**SHORT EXERCISE**
State how many lines of the data below contain the word "banner". Reply with the number only.

**RECORDS SUPPLIED**
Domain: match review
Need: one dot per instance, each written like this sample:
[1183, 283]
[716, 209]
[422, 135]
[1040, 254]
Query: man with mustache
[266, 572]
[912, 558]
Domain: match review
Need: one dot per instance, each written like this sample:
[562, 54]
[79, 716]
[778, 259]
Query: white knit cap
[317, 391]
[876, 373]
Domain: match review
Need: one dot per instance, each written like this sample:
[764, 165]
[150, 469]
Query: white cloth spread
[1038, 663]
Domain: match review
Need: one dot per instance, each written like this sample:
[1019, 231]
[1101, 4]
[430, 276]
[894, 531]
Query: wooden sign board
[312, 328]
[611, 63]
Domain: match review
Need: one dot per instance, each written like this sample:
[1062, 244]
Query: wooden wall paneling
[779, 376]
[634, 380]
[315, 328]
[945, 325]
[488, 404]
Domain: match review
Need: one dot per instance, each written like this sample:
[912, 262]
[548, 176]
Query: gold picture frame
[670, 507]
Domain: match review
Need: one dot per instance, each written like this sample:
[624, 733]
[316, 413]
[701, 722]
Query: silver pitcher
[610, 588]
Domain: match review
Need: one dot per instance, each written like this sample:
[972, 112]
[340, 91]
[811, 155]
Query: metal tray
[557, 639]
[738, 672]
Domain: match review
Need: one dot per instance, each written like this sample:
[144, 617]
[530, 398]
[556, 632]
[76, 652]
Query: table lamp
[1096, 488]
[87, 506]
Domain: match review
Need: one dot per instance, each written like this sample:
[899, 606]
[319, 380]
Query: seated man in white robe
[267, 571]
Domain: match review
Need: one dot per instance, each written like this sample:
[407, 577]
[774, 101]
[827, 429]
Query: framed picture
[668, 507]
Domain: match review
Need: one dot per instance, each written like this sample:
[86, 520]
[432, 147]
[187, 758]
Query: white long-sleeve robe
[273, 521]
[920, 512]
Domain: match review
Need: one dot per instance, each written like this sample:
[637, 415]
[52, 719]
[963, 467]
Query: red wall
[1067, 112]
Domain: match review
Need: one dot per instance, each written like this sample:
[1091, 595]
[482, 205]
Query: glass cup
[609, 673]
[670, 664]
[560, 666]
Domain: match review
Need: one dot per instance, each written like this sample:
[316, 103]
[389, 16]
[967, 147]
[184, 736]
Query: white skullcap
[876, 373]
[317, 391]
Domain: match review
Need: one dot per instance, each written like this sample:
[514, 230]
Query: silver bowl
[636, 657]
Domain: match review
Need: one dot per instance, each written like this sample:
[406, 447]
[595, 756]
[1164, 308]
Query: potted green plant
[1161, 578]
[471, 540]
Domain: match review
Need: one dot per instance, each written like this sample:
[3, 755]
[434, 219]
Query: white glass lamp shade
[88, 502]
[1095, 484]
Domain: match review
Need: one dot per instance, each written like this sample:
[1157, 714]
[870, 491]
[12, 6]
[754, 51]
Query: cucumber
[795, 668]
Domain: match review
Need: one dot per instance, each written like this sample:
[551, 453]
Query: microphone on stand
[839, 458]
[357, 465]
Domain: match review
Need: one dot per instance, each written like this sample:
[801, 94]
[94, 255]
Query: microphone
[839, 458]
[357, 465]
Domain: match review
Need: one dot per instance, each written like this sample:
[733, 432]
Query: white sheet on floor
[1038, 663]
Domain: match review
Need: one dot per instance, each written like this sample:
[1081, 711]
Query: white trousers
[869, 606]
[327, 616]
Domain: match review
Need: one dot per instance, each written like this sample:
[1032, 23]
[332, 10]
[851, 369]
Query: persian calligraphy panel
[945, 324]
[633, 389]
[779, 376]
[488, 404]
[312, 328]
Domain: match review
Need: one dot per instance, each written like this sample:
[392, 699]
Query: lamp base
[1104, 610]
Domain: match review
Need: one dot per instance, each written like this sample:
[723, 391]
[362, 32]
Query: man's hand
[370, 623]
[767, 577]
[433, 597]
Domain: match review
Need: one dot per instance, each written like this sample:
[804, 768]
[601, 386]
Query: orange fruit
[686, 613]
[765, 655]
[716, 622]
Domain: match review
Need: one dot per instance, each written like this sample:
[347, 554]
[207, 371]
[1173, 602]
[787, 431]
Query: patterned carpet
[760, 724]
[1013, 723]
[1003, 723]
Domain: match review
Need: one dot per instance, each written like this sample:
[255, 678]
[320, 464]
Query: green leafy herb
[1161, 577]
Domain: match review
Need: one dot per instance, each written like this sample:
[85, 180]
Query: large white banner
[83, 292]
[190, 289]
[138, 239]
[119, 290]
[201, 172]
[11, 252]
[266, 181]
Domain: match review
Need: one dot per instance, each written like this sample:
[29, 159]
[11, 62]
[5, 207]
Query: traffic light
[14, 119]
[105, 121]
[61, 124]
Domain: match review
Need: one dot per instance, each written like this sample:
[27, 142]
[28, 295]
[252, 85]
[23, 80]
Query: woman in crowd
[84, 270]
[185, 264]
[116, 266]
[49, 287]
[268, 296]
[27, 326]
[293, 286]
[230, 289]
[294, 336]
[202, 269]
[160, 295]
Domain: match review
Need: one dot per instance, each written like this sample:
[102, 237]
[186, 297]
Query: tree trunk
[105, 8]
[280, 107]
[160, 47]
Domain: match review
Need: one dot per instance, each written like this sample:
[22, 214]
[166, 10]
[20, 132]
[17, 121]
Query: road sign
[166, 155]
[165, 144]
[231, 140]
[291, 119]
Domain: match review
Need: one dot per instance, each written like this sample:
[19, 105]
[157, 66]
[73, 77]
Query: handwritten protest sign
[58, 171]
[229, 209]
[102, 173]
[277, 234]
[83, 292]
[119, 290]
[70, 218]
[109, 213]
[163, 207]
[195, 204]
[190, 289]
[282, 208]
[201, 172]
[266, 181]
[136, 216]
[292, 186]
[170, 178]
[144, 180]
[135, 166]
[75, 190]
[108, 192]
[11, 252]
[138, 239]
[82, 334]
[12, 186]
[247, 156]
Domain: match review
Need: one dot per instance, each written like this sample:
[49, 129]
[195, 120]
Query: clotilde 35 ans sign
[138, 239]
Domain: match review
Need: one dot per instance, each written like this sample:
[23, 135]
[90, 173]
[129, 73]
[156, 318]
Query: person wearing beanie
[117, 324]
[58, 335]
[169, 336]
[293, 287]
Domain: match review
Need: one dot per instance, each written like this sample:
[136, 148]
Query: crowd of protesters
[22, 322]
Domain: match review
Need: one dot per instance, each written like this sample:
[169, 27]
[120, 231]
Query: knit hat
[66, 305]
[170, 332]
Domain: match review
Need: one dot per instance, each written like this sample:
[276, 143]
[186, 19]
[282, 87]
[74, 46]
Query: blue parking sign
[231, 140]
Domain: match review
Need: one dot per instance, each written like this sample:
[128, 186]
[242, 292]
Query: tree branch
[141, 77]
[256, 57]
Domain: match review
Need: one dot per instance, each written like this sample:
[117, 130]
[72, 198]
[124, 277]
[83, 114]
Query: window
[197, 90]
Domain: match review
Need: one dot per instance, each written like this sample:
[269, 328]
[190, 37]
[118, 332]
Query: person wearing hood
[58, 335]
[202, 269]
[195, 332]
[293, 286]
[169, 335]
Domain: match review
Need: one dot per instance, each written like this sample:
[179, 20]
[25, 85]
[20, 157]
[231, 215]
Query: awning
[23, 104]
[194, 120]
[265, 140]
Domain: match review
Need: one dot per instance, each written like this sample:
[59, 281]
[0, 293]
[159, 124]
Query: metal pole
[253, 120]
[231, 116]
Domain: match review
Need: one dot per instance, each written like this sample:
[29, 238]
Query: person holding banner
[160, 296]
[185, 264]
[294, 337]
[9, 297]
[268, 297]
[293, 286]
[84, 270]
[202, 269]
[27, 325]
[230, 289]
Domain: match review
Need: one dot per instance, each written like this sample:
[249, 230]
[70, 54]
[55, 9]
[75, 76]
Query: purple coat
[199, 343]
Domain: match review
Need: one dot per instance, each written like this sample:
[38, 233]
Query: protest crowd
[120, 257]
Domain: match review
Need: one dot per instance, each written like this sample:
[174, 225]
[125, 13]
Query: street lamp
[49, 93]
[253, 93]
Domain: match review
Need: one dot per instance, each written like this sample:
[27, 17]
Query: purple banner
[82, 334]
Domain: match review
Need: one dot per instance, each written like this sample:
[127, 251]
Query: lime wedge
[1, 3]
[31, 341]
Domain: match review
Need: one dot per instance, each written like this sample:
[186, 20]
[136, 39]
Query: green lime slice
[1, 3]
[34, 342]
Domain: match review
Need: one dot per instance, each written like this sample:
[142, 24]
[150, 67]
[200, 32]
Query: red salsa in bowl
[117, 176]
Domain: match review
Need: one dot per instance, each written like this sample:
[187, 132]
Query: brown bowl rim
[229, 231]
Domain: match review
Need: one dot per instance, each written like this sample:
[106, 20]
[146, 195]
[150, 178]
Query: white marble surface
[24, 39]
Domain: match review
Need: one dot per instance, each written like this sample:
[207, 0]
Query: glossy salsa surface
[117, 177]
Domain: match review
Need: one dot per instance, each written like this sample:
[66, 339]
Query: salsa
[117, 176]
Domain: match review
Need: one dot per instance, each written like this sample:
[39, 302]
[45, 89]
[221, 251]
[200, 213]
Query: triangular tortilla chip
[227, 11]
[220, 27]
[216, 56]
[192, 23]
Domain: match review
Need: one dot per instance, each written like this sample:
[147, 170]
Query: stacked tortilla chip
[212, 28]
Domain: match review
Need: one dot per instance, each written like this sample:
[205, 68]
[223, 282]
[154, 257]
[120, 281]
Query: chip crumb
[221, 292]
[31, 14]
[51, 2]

**RESPONSE**
3